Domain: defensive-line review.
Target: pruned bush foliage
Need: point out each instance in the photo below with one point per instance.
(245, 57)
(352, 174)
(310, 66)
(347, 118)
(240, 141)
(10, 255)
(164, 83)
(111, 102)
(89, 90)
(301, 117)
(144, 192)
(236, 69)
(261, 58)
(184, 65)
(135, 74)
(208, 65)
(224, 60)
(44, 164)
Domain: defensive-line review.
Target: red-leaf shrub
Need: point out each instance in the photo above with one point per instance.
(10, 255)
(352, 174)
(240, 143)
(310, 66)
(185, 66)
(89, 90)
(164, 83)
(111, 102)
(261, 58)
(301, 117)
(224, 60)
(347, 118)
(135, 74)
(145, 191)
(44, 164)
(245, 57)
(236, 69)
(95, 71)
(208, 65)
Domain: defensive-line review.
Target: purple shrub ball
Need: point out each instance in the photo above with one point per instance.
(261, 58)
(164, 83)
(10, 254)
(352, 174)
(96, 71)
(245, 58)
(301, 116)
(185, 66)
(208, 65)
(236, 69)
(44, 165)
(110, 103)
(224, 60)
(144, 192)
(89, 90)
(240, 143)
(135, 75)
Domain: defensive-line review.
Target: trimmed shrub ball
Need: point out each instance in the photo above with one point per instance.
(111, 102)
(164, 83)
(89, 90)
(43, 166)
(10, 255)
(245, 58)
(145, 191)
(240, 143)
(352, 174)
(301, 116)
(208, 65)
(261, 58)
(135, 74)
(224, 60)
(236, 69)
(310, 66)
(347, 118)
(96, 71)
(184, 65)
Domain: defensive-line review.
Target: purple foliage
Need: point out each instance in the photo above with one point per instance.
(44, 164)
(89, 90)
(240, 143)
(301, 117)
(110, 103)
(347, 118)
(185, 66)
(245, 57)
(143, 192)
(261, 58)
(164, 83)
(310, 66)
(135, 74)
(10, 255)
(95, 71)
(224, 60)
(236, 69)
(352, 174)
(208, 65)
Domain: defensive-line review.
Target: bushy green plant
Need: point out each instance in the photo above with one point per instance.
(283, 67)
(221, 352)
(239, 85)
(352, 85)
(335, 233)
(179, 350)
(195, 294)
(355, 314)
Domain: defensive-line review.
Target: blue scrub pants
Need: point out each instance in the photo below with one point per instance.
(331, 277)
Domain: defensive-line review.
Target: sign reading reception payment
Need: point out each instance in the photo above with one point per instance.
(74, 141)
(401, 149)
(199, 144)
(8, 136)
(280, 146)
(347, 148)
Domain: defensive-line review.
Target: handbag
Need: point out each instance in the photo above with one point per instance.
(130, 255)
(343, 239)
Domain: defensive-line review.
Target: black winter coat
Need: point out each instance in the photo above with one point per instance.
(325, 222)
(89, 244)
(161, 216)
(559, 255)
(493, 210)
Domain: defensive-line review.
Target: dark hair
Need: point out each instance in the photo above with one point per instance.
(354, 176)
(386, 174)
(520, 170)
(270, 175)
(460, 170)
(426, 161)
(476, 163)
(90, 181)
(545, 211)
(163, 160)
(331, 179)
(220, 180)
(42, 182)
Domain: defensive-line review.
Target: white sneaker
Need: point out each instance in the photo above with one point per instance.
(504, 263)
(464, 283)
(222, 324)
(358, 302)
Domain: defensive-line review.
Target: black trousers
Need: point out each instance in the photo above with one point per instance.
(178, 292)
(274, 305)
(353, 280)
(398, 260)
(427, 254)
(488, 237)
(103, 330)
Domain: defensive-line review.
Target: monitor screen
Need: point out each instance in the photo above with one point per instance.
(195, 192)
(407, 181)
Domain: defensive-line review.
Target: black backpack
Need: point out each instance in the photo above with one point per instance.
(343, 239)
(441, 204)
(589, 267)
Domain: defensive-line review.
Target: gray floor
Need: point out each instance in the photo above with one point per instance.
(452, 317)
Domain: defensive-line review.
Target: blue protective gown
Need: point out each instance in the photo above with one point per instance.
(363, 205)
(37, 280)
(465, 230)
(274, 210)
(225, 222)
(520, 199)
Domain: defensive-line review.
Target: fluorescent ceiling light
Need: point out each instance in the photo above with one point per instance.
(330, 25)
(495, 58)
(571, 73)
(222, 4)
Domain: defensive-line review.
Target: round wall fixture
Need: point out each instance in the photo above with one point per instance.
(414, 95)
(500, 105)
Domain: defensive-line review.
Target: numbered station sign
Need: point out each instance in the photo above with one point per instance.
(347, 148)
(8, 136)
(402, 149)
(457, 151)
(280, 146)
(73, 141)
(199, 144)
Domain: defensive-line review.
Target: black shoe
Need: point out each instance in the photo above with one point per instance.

**Work required**:
Show every line of the data that includes the string "foliage".

**Problem solution**:
Target: pruned bush foliage
Target: purple foliage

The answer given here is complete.